━━━ Data for this exercise ━━━

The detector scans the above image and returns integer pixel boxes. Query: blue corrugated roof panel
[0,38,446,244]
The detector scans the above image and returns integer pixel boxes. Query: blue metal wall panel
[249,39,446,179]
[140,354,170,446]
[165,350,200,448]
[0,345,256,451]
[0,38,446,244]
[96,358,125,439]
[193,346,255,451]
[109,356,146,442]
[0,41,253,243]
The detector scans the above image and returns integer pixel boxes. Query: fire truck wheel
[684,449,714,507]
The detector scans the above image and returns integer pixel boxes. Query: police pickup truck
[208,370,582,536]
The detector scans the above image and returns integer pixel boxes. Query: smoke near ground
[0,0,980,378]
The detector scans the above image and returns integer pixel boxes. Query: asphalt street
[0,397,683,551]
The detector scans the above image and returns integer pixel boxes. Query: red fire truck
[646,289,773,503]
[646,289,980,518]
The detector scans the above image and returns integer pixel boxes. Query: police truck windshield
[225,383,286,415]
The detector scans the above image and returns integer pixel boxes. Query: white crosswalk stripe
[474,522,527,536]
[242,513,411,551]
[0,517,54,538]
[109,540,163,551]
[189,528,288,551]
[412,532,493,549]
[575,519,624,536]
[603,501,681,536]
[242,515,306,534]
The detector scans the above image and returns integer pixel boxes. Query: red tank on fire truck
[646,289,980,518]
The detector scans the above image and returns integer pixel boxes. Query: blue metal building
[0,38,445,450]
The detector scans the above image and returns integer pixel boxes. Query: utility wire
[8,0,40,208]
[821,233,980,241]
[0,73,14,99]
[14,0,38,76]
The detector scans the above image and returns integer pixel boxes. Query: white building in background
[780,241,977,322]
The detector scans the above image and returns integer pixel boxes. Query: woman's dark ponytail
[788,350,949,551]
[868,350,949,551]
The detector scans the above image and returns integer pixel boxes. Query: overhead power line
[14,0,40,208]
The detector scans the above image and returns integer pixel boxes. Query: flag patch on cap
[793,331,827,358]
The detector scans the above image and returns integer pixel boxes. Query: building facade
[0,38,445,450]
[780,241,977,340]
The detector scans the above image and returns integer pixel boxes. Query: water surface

━━━

Given exercise:
Update the entries above by replacing each occurrence of "fire truck" with "fire engine", leaving everything else unchanged.

Full solution:
The detector scans the above image and returns integer pixel boxes. Query: blue corrugated roof panel
[0,38,446,244]
The detector scans the above image and returns integer pixel boxes. Query: blue metal wall panel
[249,39,446,179]
[140,354,170,446]
[165,350,200,448]
[0,345,256,451]
[0,38,446,244]
[96,358,125,439]
[193,346,255,451]
[109,356,146,442]
[0,41,253,243]
The detector scans the above image and returns integer pixel boxes. Query: fire engine wheel
[684,449,714,507]
The detector scans the above image and returns integer pixel boxes. Query: police pickup truck
[208,370,582,536]
The detector scans the above image and returns integer pixel boxes. Query: smoke near ground
[0,0,980,378]
The detector scans the above image and returns integer pixel boxes. Query: asphalt street
[0,397,683,551]
The detector scans the above image and returns integer pixel boxes. Query: red fire engine
[646,289,773,503]
[646,289,980,518]
The detector scans the above image and returns integer pixel boxes. Query: police truck windshield
[225,383,286,415]
The detector scans the above image and returns integer pixel boxes. Query: white crosswalk stripe
[474,522,527,536]
[242,513,411,551]
[0,517,54,538]
[109,540,163,551]
[189,528,288,551]
[412,532,493,549]
[575,519,624,536]
[603,501,681,536]
[242,515,306,534]
The detector scans the above image and returns integer pixel boxes. Query: red tank on fire engine
[646,289,980,518]
The detector scans the above image and returns integer pixel boxes. Query: blue metal building
[0,38,445,450]
The detector scans the above image and returns integer pixel boxes. Query: utility wire
[8,0,40,208]
[821,233,980,241]
[0,73,14,99]
[14,0,38,76]
The detector scans the above image and returns integer pixel boxes. Query: white building in background
[780,241,977,322]
The detector scans the above image and returns integer pixel boxes. Query: woman's dark ponytail
[788,350,949,551]
[868,350,949,551]
The detector scans the above image and returns integer pixel boxes. Query: overhead power line
[14,0,40,208]
The detector scans the above image and returns integer pixel boxes. Query: flag patch on cap
[793,331,827,358]
The detector scans the above image and returns integer pixel boxes. Query: building facade
[0,38,445,450]
[780,241,977,340]
The detector scans the above image and returns integer pixel boxes. Query: water surface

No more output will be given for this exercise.